Find and return every line of the data that contains the word "below".

(Dataset entries)
----
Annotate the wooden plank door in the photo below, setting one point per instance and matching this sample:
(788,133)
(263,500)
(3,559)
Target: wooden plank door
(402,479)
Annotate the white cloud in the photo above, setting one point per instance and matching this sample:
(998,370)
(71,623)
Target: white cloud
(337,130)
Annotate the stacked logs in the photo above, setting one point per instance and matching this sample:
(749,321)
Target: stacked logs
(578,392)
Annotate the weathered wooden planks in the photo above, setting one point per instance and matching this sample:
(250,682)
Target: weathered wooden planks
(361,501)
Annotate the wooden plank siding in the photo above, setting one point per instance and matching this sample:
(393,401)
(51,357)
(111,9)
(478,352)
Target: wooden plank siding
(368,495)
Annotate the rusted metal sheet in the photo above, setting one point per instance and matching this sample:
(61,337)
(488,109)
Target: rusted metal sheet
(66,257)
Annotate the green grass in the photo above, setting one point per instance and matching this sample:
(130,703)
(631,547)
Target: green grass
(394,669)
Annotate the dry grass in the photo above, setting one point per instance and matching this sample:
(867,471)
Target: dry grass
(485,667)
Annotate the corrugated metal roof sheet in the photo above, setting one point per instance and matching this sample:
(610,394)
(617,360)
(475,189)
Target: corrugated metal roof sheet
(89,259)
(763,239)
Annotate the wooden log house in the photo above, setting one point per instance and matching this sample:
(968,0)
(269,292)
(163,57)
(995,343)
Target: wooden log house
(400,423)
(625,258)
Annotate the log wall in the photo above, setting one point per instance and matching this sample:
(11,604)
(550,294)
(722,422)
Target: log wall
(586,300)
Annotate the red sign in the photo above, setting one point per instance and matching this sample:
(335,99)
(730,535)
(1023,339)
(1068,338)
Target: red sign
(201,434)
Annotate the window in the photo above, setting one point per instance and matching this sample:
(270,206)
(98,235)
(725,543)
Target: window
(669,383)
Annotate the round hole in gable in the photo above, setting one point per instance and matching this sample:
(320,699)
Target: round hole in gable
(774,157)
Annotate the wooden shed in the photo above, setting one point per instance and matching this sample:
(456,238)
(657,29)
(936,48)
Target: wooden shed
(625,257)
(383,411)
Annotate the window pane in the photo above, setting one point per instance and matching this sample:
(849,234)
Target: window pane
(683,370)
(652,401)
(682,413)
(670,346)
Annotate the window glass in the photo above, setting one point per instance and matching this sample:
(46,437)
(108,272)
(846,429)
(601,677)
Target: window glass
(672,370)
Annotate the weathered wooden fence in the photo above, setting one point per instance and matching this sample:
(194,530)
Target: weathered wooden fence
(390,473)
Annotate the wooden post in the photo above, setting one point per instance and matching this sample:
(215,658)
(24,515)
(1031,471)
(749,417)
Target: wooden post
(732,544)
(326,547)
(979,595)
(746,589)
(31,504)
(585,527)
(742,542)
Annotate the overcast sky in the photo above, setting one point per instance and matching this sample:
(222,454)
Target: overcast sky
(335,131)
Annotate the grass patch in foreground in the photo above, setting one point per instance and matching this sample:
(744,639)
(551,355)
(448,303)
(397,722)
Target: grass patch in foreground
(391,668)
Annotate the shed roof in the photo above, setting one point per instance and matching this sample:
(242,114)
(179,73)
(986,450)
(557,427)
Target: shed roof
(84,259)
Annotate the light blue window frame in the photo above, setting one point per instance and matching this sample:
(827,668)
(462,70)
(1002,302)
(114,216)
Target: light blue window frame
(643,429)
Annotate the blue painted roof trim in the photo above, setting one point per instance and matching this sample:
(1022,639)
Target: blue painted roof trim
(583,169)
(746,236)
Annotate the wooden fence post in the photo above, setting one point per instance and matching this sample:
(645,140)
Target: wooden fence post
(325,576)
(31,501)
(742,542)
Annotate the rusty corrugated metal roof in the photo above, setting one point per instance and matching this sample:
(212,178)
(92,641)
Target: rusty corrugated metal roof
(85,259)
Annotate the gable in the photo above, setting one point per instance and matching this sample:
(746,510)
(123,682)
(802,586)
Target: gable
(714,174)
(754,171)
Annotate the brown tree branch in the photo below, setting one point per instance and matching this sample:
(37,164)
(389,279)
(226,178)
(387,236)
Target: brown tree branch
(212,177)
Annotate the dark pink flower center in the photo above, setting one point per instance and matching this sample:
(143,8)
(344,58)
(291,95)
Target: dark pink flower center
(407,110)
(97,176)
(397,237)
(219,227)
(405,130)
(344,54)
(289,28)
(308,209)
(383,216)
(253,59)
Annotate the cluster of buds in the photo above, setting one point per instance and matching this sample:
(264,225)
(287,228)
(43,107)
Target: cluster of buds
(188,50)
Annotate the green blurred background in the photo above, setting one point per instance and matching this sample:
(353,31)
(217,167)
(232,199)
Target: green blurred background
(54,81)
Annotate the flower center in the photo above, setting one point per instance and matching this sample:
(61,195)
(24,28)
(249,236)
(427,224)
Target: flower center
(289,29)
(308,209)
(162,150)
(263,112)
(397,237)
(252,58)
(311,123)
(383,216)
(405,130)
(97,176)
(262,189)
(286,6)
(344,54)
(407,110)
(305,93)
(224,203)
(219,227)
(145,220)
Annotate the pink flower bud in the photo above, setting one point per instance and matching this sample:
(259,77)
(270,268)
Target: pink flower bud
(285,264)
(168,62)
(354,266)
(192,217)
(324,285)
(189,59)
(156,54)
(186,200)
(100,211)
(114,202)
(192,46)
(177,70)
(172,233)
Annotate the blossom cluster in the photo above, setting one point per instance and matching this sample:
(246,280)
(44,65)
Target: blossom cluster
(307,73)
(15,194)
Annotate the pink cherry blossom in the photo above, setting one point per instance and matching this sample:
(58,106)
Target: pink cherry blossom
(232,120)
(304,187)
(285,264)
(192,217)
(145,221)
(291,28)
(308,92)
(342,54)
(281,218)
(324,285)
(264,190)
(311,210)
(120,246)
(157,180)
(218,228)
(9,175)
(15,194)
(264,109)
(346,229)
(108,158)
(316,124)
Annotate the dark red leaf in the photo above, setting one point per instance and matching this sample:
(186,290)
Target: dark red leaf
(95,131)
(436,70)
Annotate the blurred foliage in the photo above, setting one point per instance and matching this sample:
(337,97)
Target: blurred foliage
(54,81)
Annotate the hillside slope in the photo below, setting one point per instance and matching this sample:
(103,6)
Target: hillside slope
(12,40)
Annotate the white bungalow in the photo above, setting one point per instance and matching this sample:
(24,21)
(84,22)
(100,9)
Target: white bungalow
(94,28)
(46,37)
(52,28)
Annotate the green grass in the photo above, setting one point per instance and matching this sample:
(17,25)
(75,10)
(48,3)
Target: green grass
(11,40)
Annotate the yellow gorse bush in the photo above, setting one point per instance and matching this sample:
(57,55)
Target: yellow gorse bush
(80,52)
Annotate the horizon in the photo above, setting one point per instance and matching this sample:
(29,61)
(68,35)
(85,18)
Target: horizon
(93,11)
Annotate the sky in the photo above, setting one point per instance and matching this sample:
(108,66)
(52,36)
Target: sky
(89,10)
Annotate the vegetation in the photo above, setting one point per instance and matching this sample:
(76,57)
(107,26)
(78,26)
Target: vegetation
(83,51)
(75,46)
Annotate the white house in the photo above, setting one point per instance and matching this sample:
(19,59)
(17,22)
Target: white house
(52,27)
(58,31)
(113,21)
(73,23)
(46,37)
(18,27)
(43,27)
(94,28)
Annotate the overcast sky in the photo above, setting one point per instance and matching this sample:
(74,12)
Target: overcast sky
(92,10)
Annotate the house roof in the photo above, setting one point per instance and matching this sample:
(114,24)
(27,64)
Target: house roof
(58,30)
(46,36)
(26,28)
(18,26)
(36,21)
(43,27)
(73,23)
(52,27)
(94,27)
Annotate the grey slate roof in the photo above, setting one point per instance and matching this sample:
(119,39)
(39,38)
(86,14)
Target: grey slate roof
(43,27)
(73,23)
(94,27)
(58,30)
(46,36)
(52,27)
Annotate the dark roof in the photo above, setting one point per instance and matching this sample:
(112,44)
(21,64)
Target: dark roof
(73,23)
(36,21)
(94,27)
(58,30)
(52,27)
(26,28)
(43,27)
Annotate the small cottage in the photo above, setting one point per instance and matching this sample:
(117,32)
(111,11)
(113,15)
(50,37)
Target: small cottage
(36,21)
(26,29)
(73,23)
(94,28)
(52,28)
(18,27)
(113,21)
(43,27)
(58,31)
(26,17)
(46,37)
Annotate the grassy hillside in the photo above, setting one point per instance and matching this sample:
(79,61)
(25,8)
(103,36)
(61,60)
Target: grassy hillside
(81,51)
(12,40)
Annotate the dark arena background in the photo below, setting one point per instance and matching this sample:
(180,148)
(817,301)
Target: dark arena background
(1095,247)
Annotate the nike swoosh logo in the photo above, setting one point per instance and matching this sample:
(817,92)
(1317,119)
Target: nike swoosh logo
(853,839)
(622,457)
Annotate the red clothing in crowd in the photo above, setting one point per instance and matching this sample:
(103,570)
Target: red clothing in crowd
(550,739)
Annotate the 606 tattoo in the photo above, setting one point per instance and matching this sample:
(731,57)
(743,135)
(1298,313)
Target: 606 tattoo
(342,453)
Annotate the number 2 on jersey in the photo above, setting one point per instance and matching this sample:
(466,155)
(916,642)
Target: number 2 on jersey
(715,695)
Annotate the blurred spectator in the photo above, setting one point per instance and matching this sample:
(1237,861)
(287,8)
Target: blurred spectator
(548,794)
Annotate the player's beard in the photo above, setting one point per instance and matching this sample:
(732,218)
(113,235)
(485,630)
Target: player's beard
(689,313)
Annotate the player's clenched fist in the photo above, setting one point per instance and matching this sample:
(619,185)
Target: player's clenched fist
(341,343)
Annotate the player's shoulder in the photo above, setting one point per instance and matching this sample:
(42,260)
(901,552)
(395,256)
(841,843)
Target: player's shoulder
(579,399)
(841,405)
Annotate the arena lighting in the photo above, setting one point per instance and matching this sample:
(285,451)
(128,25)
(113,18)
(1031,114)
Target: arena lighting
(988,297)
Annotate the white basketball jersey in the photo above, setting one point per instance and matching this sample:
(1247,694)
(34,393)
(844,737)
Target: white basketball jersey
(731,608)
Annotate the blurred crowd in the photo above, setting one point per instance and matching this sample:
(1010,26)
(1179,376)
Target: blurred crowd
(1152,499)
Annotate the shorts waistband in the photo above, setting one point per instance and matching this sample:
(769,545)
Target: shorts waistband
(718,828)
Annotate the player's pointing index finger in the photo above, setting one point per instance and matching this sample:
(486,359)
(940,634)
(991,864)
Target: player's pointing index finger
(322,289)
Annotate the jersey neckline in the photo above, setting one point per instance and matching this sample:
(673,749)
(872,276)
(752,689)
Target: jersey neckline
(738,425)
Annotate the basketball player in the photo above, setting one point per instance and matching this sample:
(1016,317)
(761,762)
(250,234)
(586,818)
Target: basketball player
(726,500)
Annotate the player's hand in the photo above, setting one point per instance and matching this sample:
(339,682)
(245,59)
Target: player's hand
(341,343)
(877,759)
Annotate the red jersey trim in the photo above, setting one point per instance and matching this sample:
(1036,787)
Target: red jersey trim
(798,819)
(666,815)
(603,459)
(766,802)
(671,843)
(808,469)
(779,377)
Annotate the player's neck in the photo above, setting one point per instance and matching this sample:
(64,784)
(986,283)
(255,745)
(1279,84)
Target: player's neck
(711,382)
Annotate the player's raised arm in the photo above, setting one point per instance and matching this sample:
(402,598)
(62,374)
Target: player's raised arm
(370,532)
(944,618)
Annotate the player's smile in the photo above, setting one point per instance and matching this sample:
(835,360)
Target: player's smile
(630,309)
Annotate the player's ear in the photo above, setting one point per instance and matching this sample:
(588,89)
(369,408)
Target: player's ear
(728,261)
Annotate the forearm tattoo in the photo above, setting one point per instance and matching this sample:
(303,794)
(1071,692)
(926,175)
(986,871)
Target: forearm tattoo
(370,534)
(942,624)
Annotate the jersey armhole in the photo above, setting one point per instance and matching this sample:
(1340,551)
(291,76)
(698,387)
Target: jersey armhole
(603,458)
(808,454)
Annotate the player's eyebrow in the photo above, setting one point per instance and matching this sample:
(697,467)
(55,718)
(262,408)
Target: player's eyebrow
----
• _Response to the task_
Annotate the wooden plank door in the photo below, setting one point per instance and matching this sample:
Annotate the brown tree branch in the photo below, setting one point per instance and matching this sample:
Annotate the hillside slope in the photo below, setting one point per instance and matching this sample:
Annotate the dark arena background in the photo below, setting one point per instance and matching this sample:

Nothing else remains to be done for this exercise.